Records from a data collection:
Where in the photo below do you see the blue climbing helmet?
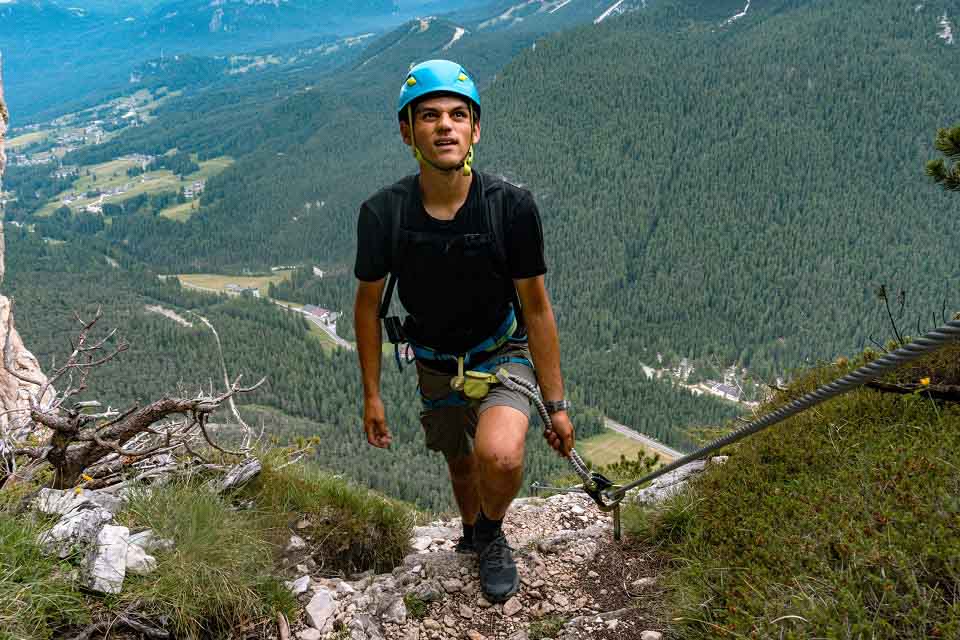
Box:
[397,60,480,176]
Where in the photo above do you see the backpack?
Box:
[379,171,524,347]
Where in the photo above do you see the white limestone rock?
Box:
[127,539,157,576]
[86,524,130,594]
[38,502,113,558]
[130,529,173,553]
[380,598,407,624]
[307,589,337,631]
[284,576,310,596]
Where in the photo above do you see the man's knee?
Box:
[475,406,528,474]
[447,453,477,482]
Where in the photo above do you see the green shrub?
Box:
[403,593,427,620]
[241,458,413,574]
[118,481,295,636]
[527,616,567,640]
[627,349,960,639]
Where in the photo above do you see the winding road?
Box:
[603,416,684,462]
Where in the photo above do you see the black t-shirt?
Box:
[354,176,547,353]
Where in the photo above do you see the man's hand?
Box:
[363,396,393,449]
[543,411,574,458]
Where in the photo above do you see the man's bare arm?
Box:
[353,278,392,448]
[514,276,574,455]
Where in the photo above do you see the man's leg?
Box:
[473,405,529,520]
[447,453,480,553]
[447,453,480,525]
[474,405,528,602]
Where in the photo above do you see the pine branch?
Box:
[935,127,960,159]
[926,127,960,191]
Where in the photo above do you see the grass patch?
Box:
[157,200,200,222]
[35,156,234,217]
[6,131,50,151]
[0,441,412,640]
[403,592,427,620]
[577,431,670,466]
[0,510,90,640]
[627,347,960,639]
[175,271,291,296]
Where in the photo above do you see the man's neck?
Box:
[419,165,473,220]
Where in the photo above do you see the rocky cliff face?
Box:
[0,58,46,440]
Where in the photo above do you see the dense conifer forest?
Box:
[6,0,960,506]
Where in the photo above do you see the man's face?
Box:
[400,96,480,169]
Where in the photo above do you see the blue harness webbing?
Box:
[410,304,518,367]
[417,356,533,409]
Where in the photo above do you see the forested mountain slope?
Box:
[484,2,960,378]
[9,0,960,480]
[65,1,960,370]
[0,0,392,121]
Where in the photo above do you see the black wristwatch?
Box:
[543,400,573,415]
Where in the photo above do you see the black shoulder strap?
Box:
[379,175,417,319]
[477,173,525,329]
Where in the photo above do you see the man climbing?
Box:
[354,60,574,602]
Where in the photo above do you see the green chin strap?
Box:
[407,104,474,176]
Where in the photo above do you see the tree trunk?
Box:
[0,53,10,286]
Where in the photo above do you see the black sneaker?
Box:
[480,532,520,602]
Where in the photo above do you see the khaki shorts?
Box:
[417,343,537,460]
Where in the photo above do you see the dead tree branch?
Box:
[0,309,266,489]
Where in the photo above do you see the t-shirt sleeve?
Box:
[353,202,390,282]
[506,192,547,280]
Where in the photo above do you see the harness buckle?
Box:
[383,316,407,345]
[583,471,623,511]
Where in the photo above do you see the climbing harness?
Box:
[496,369,619,511]
[532,320,960,540]
[379,171,525,371]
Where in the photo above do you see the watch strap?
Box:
[543,400,572,414]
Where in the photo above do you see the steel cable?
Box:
[607,320,960,500]
[496,369,593,486]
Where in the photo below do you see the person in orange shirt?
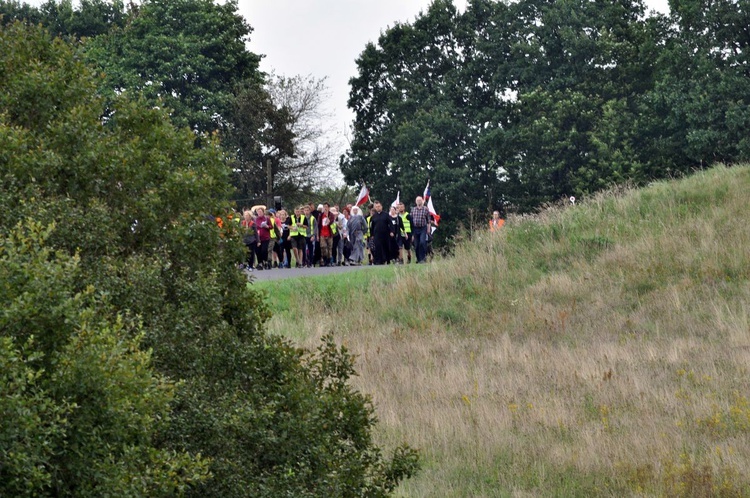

GIVEN INSTRUCTION:
Replace every "man's" in the material above with "climber's" and change nothing else. Write it out again without the pictures.

OUTPUT BELOW:
Where in the photo below do you see the blue climbing helmet?
Box:
[397,60,480,176]
Where in the photo above do you see the backpack?
Box:
[379,171,524,347]
Where in the photo above do you see the white limestone rock?
Box:
[127,539,157,576]
[86,524,130,594]
[38,502,113,558]
[130,529,173,553]
[380,598,407,624]
[307,589,337,631]
[284,576,310,596]
Where in the photo above do you see the climber's knee?
Box:
[475,406,528,474]
[447,453,477,482]
Where in the photo above do you see the green shrub?
Box:
[403,593,427,620]
[241,458,413,574]
[118,481,295,636]
[527,616,567,640]
[627,349,960,639]
Where in the photo above do you see the winding road?
Box:
[603,416,684,462]
Where in the photo above do you see the black t-shirt?
Box:
[354,176,547,353]
Where in the photo above do you see the climber's hand?
Box:
[363,396,393,449]
[543,411,574,458]
Where in the photo above do you see the climber's bare arm?
Box:
[353,278,392,448]
[514,276,574,455]
Where in the photo above do you see the climber's leg?
Box:
[473,405,529,520]
[447,453,480,553]
[447,453,480,525]
[474,405,528,602]
Where in the photo above do you see the pine branch?
Box:
[935,127,960,159]
[926,127,960,191]
Where in the photo above do you see the grass patch?
Box:
[157,200,200,222]
[35,156,234,217]
[6,131,50,151]
[0,441,412,640]
[403,592,427,620]
[577,431,670,466]
[0,510,90,640]
[627,347,960,639]
[175,271,291,296]
Where in the photo above do you see the climber's neck?
Box:
[419,165,473,220]
Where in the photo above do you see the rocky cliff face?
Box:
[0,58,46,440]
Where in the photo above do you see the dense conifer forest?
Box:
[6,0,960,506]
Where in the photo above do you see the climber's face?
Box:
[400,96,480,169]
Where in the photo above do you see the blue harness webbing?
Box:
[410,304,518,367]
[417,356,533,409]
Where in the photo above do you see the forested mountain slope?
Box:
[484,2,960,378]
[9,0,960,480]
[65,1,960,370]
[0,0,392,121]
Where in the photo above do you see the black wristwatch?
Box:
[543,400,573,415]
Where in the photo above do you see the black shoulder strap?
Box:
[379,175,417,319]
[477,173,525,329]
Where in the photo above do you see the man climbing?
Box:
[354,60,574,602]
Where in the photo above do you see the green chin strap?
Box:
[407,104,474,176]
Where in the photo above do you see the tree trunk?
Box:
[0,53,10,286]
Where in the photo above do you see the black sneaker?
Box:
[480,532,520,602]
Where in the photo above do you see the khaki shorts?
Box:
[417,343,537,460]
Where in the photo above do you see the dead tree branch?
Box:
[0,309,266,489]
Where in the photo above do you see the t-shirt sleeve?
Box:
[353,202,390,282]
[506,192,547,280]
Where in the photo above do you see the harness buckle?
Box:
[383,316,407,345]
[583,471,623,511]
Where in the photo above do you see the climbing harness?
Box:
[496,369,619,511]
[532,320,960,540]
[379,171,525,371]
Where in the photo above do you see the watch strap?
Box:
[543,400,572,414]
Where in the photo above do you see the steel cable?
Box:
[607,320,960,500]
[496,369,593,486]
Where in the photo below do you see the person in orange shirt?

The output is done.